**Work instruction**:
In the entries below, go to the line containing "Phrase: cumulus cloud" and repeat it along with every later line, exactly.

Segment Open

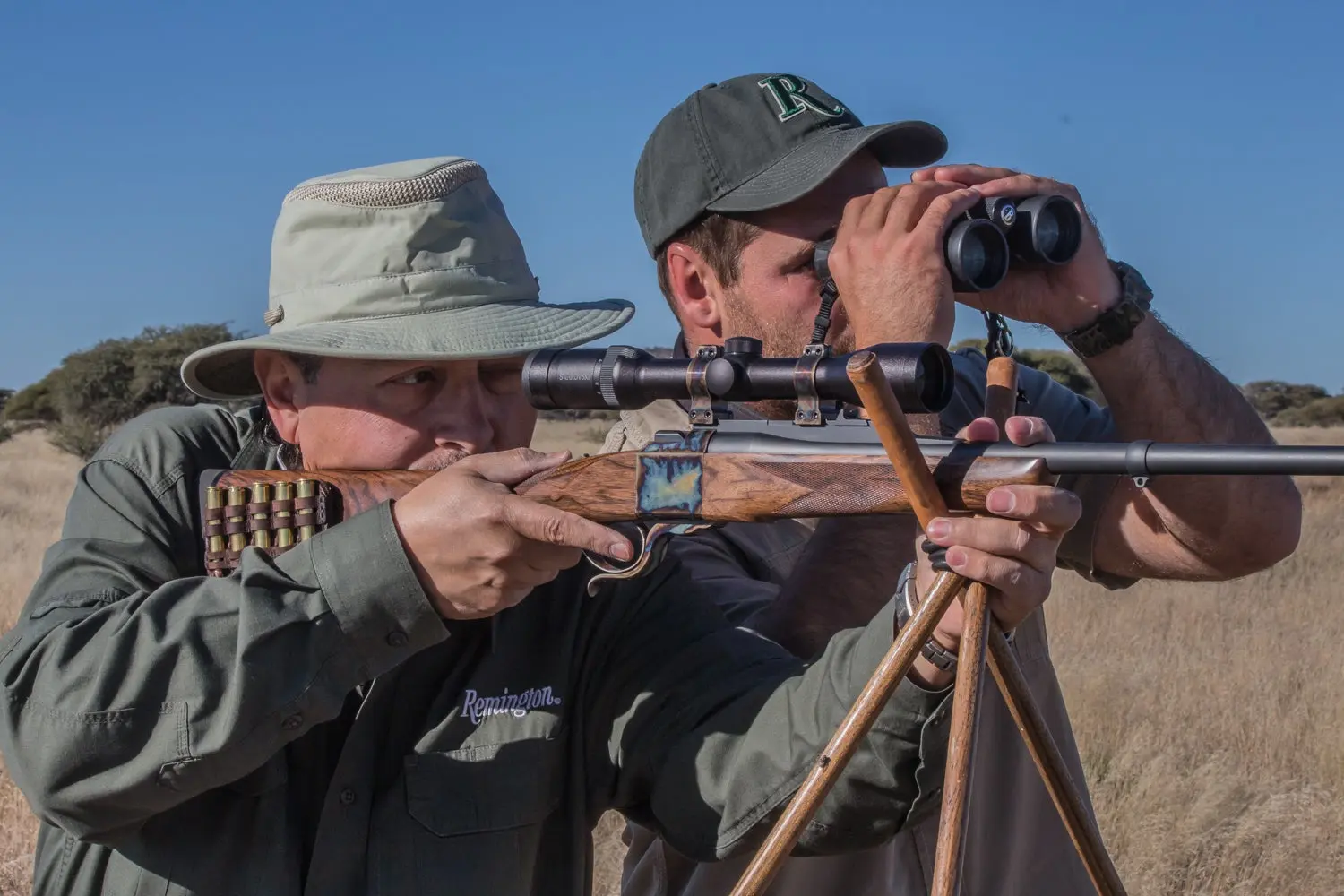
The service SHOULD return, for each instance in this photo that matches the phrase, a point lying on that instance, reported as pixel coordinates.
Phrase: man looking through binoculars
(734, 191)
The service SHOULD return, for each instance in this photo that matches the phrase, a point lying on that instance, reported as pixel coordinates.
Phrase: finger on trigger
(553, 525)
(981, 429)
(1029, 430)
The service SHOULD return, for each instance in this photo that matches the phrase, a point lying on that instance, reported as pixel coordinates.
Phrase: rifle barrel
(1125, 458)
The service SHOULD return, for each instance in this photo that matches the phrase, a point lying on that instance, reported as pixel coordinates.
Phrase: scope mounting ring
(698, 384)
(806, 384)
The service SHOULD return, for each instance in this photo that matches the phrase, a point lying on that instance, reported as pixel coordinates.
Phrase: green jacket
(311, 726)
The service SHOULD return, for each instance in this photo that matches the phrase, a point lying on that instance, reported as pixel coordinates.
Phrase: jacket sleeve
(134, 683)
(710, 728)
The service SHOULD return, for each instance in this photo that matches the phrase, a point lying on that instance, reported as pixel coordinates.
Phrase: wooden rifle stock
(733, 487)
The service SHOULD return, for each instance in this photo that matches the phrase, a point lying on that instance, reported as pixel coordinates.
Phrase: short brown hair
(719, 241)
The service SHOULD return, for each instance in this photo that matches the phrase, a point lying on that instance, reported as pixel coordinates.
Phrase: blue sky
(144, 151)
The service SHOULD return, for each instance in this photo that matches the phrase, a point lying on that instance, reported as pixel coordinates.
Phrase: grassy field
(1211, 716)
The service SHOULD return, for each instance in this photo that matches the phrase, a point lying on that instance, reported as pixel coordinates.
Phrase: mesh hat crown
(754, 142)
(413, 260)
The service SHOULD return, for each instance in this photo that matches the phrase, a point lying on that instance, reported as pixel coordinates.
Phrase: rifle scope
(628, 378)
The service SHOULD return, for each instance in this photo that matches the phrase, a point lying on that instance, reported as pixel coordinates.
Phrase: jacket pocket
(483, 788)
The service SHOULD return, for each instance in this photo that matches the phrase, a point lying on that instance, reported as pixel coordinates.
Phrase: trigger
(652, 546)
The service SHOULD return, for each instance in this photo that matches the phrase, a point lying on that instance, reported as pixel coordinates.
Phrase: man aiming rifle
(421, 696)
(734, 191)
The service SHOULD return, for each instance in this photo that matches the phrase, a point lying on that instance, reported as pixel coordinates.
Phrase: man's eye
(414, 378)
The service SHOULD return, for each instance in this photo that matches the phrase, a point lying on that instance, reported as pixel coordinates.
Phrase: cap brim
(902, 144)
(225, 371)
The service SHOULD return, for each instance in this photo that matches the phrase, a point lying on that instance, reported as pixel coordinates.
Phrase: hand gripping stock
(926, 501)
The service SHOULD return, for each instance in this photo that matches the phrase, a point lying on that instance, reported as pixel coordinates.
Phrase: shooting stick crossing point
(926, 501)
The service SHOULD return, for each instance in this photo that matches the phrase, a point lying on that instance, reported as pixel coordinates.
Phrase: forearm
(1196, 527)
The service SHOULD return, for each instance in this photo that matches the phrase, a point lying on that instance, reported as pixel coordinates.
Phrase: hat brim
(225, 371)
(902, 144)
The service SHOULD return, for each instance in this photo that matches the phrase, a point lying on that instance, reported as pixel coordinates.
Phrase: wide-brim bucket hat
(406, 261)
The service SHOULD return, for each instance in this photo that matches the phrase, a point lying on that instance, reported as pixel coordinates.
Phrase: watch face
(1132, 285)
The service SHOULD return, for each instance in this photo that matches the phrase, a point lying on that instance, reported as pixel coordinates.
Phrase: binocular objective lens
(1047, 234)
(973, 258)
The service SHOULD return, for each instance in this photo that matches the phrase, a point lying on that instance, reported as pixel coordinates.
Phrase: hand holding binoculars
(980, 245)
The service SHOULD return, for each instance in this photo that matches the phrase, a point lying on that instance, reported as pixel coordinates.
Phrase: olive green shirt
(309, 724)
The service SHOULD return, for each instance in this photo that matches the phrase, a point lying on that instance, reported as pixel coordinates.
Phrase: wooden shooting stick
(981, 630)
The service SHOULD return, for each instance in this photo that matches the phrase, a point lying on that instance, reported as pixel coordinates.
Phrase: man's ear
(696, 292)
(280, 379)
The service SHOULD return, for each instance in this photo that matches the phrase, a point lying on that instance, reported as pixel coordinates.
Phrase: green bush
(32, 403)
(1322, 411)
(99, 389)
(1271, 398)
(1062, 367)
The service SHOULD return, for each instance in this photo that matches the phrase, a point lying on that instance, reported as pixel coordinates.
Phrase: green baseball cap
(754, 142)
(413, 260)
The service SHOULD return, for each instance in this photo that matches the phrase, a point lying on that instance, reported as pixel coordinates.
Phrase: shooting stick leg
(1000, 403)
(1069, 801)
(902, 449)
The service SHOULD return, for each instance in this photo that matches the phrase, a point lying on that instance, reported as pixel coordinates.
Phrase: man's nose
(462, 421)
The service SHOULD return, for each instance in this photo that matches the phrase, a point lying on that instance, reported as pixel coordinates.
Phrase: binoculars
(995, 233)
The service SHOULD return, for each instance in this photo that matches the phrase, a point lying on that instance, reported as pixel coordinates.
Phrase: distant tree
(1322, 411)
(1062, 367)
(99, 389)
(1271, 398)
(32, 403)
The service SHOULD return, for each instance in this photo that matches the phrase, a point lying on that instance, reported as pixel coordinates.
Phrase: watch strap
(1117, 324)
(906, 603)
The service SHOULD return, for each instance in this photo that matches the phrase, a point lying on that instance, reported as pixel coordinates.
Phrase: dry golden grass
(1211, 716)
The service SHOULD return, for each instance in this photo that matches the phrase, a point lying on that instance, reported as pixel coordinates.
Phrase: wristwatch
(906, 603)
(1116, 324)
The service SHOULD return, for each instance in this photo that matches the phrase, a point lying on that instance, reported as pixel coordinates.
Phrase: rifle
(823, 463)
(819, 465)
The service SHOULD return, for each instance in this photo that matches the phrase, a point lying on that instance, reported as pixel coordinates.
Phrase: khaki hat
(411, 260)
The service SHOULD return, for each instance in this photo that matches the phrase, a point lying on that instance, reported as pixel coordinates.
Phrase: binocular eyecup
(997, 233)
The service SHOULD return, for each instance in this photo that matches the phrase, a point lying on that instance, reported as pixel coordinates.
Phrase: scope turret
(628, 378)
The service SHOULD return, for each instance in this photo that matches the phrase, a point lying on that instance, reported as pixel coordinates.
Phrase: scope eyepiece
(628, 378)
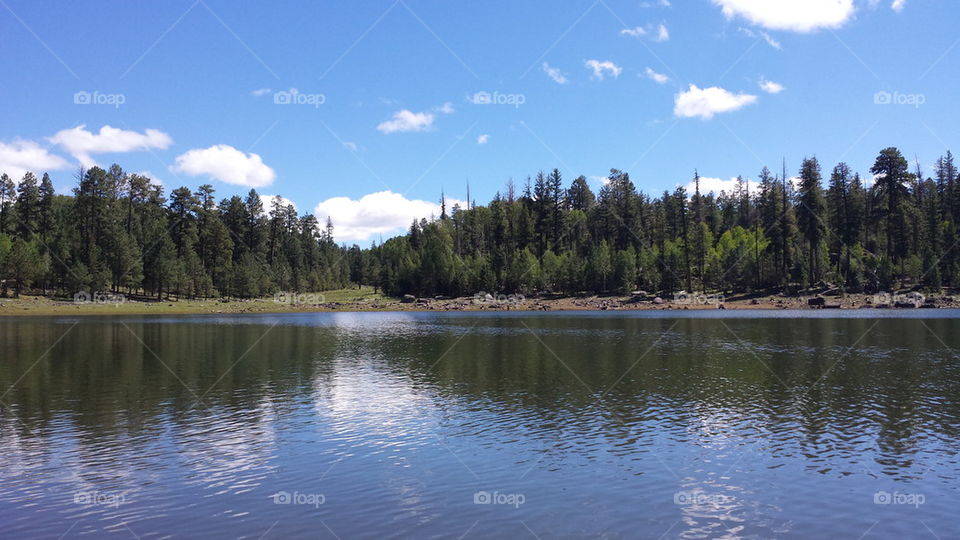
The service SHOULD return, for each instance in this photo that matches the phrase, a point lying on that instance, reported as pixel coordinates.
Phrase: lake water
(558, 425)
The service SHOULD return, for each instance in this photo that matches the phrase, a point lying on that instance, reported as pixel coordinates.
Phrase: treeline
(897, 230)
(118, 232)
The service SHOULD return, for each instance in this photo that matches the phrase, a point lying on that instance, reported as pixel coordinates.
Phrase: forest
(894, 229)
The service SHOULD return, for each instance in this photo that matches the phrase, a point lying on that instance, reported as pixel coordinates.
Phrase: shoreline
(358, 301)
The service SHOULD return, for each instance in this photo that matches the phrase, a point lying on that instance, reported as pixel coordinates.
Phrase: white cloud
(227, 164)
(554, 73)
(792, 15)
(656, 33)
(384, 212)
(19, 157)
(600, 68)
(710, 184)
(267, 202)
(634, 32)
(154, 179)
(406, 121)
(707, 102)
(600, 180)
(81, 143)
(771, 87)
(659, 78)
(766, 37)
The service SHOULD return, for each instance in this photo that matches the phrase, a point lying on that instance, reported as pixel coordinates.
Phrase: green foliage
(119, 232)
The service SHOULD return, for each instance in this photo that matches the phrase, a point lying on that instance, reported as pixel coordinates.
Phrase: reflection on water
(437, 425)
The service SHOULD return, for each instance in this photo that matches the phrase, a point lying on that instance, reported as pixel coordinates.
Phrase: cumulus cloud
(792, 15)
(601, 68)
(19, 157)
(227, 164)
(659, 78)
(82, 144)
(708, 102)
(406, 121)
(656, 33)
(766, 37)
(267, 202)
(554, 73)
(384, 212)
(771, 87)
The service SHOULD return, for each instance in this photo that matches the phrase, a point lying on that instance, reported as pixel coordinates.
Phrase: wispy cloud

Segment Closed

**Answer section**:
Phrase: cumulus cloud
(792, 15)
(601, 68)
(19, 157)
(227, 164)
(659, 78)
(82, 144)
(708, 102)
(406, 121)
(656, 33)
(766, 37)
(267, 202)
(554, 73)
(384, 212)
(771, 87)
The service SHOULD return, for each instance in this photo that matches the phrase, a point lying on that instance, reported as pixel coordinates.
Phrase: wispy cloud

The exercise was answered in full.